■ PROBLEM REQUIREMENTS:
Retype every record exactly. Leave the pictures out.

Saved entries

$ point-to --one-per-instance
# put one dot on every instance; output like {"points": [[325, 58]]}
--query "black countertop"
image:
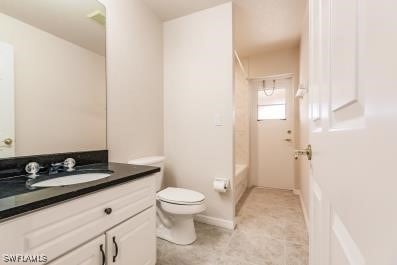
{"points": [[17, 198]]}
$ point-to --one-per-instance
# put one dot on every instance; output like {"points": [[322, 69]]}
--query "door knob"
{"points": [[307, 152]]}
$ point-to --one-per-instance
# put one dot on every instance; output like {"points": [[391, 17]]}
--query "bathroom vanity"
{"points": [[107, 221]]}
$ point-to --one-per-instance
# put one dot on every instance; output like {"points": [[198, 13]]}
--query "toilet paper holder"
{"points": [[221, 184]]}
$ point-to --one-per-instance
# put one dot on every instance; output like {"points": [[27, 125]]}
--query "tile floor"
{"points": [[270, 231]]}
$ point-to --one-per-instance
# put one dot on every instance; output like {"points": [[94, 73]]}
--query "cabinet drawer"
{"points": [[56, 230], [91, 253]]}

■ SOLUTION TO THE EXERCISE:
$ point-to --one-per-instance
# put one dot on every instance; output like {"points": [[325, 58]]}
--query "black countertop"
image:
{"points": [[17, 198]]}
$ point-to --one-per-instance
# put one dot on every instance; output like {"points": [[322, 69]]}
--query "door knob"
{"points": [[307, 152]]}
$ point-to --one-per-instance
# put one dot on every instance; output like {"points": [[391, 17]]}
--query "bathroom vanity"
{"points": [[107, 221]]}
$ point-to --one-per-instance
# put one dot on every instance; output like {"points": [[198, 13]]}
--query "toilet paper holder"
{"points": [[221, 184]]}
$ point-to --one-per-instance
# put one dot on every instance; output like {"points": [[27, 125]]}
--query "tile floor"
{"points": [[270, 231]]}
$ point-to --one-per-instance
# put one dot on every instance; output like {"points": [[94, 73]]}
--query "cabinet drawer"
{"points": [[56, 230], [91, 253]]}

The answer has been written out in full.